[Stored entries]
──────────────────────────────
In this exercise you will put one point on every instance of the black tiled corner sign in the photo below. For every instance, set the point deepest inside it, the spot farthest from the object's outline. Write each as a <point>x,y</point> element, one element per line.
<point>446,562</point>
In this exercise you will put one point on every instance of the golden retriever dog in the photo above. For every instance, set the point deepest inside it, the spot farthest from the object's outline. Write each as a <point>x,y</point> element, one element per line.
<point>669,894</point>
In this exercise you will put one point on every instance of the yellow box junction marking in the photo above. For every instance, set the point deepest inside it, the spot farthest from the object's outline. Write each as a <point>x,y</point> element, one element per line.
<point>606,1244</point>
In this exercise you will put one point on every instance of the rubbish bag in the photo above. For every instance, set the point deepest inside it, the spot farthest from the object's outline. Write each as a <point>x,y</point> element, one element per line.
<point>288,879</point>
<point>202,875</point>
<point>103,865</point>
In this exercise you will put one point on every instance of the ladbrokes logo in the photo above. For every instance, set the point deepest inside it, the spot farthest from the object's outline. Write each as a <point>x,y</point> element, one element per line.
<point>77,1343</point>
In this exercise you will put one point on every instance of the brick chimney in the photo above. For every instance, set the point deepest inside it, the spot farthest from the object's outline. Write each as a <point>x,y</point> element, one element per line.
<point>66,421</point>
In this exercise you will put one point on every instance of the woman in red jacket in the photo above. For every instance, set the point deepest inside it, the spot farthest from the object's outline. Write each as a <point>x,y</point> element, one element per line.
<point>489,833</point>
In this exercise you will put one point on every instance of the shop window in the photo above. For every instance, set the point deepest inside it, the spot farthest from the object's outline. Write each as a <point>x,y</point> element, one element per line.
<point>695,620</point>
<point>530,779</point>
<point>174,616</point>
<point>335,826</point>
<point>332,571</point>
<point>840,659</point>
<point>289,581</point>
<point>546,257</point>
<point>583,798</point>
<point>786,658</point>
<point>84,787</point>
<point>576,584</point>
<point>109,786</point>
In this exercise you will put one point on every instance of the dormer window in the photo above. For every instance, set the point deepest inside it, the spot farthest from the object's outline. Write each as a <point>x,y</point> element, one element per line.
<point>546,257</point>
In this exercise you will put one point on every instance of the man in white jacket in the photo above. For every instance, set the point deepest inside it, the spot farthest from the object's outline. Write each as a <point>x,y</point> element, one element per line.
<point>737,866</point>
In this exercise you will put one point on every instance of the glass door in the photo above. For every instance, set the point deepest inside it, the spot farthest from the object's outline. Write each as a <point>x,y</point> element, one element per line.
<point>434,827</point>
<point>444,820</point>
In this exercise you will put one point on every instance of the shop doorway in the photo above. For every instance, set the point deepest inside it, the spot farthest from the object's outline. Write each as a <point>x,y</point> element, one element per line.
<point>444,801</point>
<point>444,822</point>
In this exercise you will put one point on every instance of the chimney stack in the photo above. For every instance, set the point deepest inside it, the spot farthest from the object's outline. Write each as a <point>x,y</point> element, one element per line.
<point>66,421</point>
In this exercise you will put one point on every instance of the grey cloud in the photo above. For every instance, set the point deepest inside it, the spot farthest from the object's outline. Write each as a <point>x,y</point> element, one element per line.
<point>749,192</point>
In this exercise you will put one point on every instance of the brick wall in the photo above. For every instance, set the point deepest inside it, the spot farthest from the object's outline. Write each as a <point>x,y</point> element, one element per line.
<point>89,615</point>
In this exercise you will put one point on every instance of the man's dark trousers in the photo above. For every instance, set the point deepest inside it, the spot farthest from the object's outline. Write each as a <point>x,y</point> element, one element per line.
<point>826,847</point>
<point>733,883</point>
──────────────────────────────
What the task asks » Convert every record above into a two-column CSV with the header row text,answer, one row per record. Enclose each field in double quotes and replace any line breaks within a field with spaces.

Written reply »
text,answer
"In this exercise you will put one point on every instance of the black tiled corner sign in the photo below. For every instance, set the point deepest inside it, the spot farthest from the object's outline. Write each as a <point>x,y</point> element, one element per line.","<point>446,562</point>"
"In this exercise you will put one point on every instance of the golden retriever dog in the photo above. For every instance, set the point deepest inside it, the spot farthest from the object's outline. Write each as a <point>x,y</point> element, one element per line.","<point>669,894</point>"
"In this exercise you will put one point on every instance of the yellow box junction marking in the photo above. For every instance, set the point deepest inside it, the spot farthest from the object's outline. Write each as a <point>x,y</point> element, one element per line.","<point>606,1244</point>"
"In this exercise you will put one point on every instance of the rubbish bag in the photo above. For every instance, set the point deepest inside it, the spot farthest from the object's outline. Write each as a <point>x,y</point> element, one element per line.","<point>288,879</point> <point>202,875</point> <point>103,865</point>"
"In this exercise you will put one point on every instance of the ladbrokes logo in the photo above. For every instance, set the point deepest inside it, the spot farthest from the object's outline. Write each as a <point>x,y</point> element, one element per line.","<point>77,1343</point>"
"In this exercise you will put one point on every instance of the brick chimney in the photo above. For every instance, set the point deepest inside it, the spot farthest from the object's outline. Write each as a <point>x,y</point> element, one element per line.","<point>66,421</point>"
"In this exercise you will put one point on every instance of the woman in red jacket in the photo above. For every instance, set the point deepest inside it, the spot farthest from the object's outline. Write each as a <point>x,y</point> element, one element per line.","<point>489,833</point>"
"In this exercise you will put one point on every instance of the shop window in the photo above. For every instance, set the point deepest inside it, the spot farthest from the object's outline. Write each as a <point>x,y</point> element, one element per line.","<point>695,620</point> <point>530,779</point> <point>174,616</point> <point>335,826</point> <point>332,571</point> <point>840,659</point> <point>289,581</point> <point>546,257</point> <point>583,798</point> <point>786,658</point> <point>84,787</point> <point>576,584</point> <point>109,786</point>"
"In this exercise you will put one point on every instance of the dormer window in the photo above. For every instance, set the point deepest inside it, the spot farthest from the object's outline. Write each as a <point>x,y</point> element, one element per line.","<point>546,257</point>"
"In this exercise you will put one point on every instance of the man in white jacket in the photo above. For every instance, set the point deepest inside it, the spot farthest from the object's outline. Write each as a <point>x,y</point> element, one element per line.","<point>737,866</point>"
"In this exercise you will put one point on every instance of the glass door in the photo above. For every instance, set the point deepest inside it, the spot farthest from the object's outline. Write each as a <point>x,y</point> element, one element per line.","<point>434,827</point> <point>444,820</point>"
"In this exercise you will put one point on every instance of the shop doorway in the photo above. For every instance, set the point deepest inside it, the spot farthest from the object's outline. Write each as a <point>x,y</point> element, one element per line.","<point>444,801</point> <point>444,822</point>"
"In this exercise you will put one point on every instance of the chimney stack in the photo above. For every instance, set the point deepest inside it, the spot farthest from the object's outline. Write each as a <point>x,y</point> element, one element per line.","<point>66,421</point>"
"In this exercise you will put one point on every instance of the grey cloud in the photo above. For every instance, set the point deepest inside it, the spot farthest from the object's outline. Write each as a <point>x,y</point> element, one element per line.","<point>749,192</point>"
"In this exercise you will put one point on every instance of the brick wall in the photo above. For every instance, set the point deepest inside it, the spot farthest from the object's outline. Write each as a <point>x,y</point> element, one element per line.","<point>89,615</point>"
"In this exercise you will put one point on every instance of the man's dark trousers in the photo above. For every instance, set the point deepest inside it, the spot farthest from the object's outline. Write each as a <point>x,y</point> element, one element per line.","<point>826,847</point> <point>733,883</point>"